• Directions for this task
The entries below should be transcribed in their entirety, exactly as written.

• Records excerpted from a collection
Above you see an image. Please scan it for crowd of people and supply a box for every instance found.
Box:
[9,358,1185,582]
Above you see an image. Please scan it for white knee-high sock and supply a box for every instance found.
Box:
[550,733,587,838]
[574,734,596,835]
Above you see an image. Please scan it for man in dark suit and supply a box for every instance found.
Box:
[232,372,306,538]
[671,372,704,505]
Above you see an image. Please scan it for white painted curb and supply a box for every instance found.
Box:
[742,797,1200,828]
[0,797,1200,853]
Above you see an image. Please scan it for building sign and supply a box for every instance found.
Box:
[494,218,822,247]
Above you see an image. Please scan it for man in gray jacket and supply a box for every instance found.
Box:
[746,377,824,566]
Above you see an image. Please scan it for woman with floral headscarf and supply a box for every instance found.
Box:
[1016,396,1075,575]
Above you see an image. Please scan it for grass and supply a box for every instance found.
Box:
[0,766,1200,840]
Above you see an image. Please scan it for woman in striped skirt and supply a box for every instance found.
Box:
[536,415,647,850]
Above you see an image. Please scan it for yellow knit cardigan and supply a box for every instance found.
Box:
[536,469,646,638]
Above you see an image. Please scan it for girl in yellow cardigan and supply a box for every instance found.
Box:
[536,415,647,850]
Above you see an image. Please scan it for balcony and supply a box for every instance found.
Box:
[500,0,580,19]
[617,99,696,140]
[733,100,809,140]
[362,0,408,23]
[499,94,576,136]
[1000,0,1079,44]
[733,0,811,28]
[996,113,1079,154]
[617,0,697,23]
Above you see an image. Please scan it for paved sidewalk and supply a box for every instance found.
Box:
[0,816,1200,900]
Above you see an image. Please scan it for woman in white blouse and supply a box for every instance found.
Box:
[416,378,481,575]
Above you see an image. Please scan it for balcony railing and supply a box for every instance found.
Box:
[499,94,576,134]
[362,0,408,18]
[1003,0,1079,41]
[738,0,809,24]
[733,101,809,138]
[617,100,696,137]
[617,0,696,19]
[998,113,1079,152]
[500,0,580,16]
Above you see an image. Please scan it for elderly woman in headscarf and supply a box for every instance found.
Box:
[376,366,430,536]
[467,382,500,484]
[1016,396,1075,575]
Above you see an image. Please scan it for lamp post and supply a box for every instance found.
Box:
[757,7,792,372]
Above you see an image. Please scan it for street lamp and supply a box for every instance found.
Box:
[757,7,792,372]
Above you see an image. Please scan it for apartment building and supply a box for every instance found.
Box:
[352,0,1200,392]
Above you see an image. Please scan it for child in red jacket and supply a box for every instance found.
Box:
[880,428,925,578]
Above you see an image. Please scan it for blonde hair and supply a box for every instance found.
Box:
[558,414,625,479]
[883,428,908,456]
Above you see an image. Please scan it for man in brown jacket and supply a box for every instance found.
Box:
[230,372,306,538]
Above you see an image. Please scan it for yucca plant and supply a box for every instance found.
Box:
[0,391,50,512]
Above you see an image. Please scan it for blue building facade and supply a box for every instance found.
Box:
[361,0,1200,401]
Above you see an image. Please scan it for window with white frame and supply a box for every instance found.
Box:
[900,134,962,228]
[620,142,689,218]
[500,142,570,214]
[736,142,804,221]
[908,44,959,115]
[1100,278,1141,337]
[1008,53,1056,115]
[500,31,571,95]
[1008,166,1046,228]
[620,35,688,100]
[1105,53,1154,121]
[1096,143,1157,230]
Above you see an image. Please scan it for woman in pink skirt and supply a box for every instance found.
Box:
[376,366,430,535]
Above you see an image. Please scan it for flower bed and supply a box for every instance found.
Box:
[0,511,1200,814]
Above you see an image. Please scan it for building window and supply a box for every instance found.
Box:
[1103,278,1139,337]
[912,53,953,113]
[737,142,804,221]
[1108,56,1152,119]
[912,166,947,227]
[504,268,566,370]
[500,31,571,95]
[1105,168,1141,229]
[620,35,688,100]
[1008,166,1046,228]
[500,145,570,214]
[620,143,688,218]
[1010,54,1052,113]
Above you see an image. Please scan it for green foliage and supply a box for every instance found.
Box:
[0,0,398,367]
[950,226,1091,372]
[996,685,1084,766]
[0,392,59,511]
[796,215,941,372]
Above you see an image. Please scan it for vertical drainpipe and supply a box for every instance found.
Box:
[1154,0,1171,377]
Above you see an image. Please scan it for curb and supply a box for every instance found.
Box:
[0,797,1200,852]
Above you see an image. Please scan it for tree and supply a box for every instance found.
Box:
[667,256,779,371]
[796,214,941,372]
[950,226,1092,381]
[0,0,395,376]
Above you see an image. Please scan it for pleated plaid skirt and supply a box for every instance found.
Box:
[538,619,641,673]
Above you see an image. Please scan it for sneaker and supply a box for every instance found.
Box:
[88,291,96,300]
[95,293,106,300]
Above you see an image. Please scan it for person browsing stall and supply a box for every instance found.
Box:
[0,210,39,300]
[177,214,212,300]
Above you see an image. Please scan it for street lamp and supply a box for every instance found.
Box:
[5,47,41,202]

• Output below
Above you see an image. Please scan it for crowd of people and supply a box for every instance found.
Box:
[9,358,1185,582]
Above you see an image. Please scan it for white knee-high sock and supply a box for every instance found.
Box:
[550,733,587,838]
[574,734,596,835]
Above you see an image. Please scan it for man in dark suit and supply a box for every instance found.
Box:
[232,372,306,538]
[671,372,704,505]
Above you see an image. Please scan it for white painted curb and supply a box for every instance found.
Box:
[742,797,1200,828]
[0,797,1200,853]
Above you see an image. Please scan it for building sign and supply a box for every instance found.
Box:
[494,218,822,247]
Above you see an image. Please scan it for man in gray jacket and supply a box for every instance found.
Box:
[746,377,824,566]
Above you see an image. Please scan it for woman with floral headscarf and supply a box for every instance found.
Box:
[1016,396,1075,575]
Above you see an image. Please scan it for grass and supply a box for every instance found.
Box:
[0,766,1200,840]
Above you see an image. Please scan it for woman in striped skirt and supply a box for every instance found.
Box:
[536,415,647,850]
Above you see an image. Please scan it for yellow knit cardigan and supply a box for every instance found.
Box:
[536,469,646,638]
Above you see an image. Please scan it for girl in yellow cardigan and supply a box for every instance found.
Box:
[536,415,647,850]
Above you see an image. Please scan it for balcony and supply a box for every instance found.
Box:
[500,0,580,19]
[617,99,696,140]
[733,100,809,140]
[362,0,408,23]
[499,94,576,136]
[1000,0,1079,44]
[733,0,811,28]
[996,113,1079,154]
[617,0,697,23]
Above you see an image. Please scan it for paved sidewalk and supply a box for every instance found.
Box:
[0,816,1200,900]
Above you see an image. Please scan it for woman in white blouse and supply a box for every instance found.
Box:
[416,378,481,575]
Above you see an image. Please scan it for balcony railing and supply a box for every instance found.
Box:
[499,94,576,134]
[362,0,408,18]
[1003,0,1079,41]
[738,0,809,24]
[733,101,809,138]
[617,100,696,137]
[617,0,696,19]
[998,113,1079,152]
[500,0,580,16]
Above you see an image. Please scan it for elderly woman in headscarf and supply a box for every instance found.
Box:
[376,366,430,536]
[467,382,500,484]
[1016,396,1075,575]
Above you see an image. Please scan it for lamp post and supply a box for every instance found.
Box:
[757,7,792,372]
Above you see an image. Please scan it for street lamp and supply a box for every instance found.
Box:
[757,7,792,372]
Above you see an image. Please scan it for apartment building and supply a box for every instance found.
Box:
[352,0,1200,392]
Above you see an image. Please scan it for child in red jacket and supply a box for every instance found.
Box:
[880,428,925,578]
Above you see an image. Please scan it for blonde hair and supply a box for every instance found.
Box:
[558,414,625,479]
[883,428,908,456]
Above you see an image. Please scan it for man in brown jacket and supply a box for every instance found.
Box:
[230,372,306,538]
Above you see an image. Please scan it for yucca plant and supply a box for every instance found.
Box:
[0,391,50,512]
Above you see an image. Please scan it for blue building facade and supply a box for every instance found.
Box:
[361,0,1200,401]
Above you see an image. Please scan it for window with white frame and supply a box for every instance found.
Box:
[900,134,962,228]
[620,142,689,218]
[500,142,570,214]
[736,142,804,221]
[908,44,959,115]
[1100,278,1141,337]
[1008,53,1056,115]
[500,31,571,95]
[1008,166,1046,228]
[620,35,688,100]
[1105,53,1154,121]
[1096,143,1157,230]
Above you see an image. Please scan it for woman in pink skirt and supply a box for every instance found.
Box:
[376,366,430,535]
Above you see an image. Please scan it for flower bed and supply a box for every instance found.
Box:
[0,511,1200,814]
Above you see an image. Please scan it for building window and supply a box for every instance found.
Box:
[1103,278,1139,337]
[912,53,953,113]
[737,142,804,221]
[1108,56,1152,119]
[912,166,947,227]
[504,268,566,370]
[500,31,571,95]
[1105,168,1141,229]
[620,35,688,100]
[1008,166,1046,228]
[500,145,570,214]
[620,143,688,218]
[1010,54,1052,113]
Above you see an image. Please scan it for green foliage and supply a box for every instance found.
Box:
[0,0,398,367]
[950,226,1091,372]
[996,685,1084,766]
[0,392,59,511]
[796,215,941,372]
Above you see an image. Please scan it for vertical drainpipe and supply a box for every instance found.
Box:
[1154,0,1171,377]
Above you see an image. Please scan it for curb and supply a box for every instance found.
Box:
[0,797,1200,852]
Above you see an image. Please scan it for tree and supply a box for every instance found.
Box:
[667,256,779,371]
[796,214,941,372]
[950,226,1092,381]
[0,0,395,376]
Above you see an image. Please scan it for pleated plaid skirt and supply a box for every instance found.
Box:
[538,619,641,673]
Above you see an image. Please scan it for sneaker and supply a box for every instance found.
Box:
[88,291,96,300]
[95,293,106,300]
Above you see an image. Please scan it for person browsing stall and supply a box for every instance found.
Box:
[0,210,39,300]
[177,214,212,300]
Above you see an image. Please scan it for street lamp and supply a box for every instance found.
Box:
[5,47,41,202]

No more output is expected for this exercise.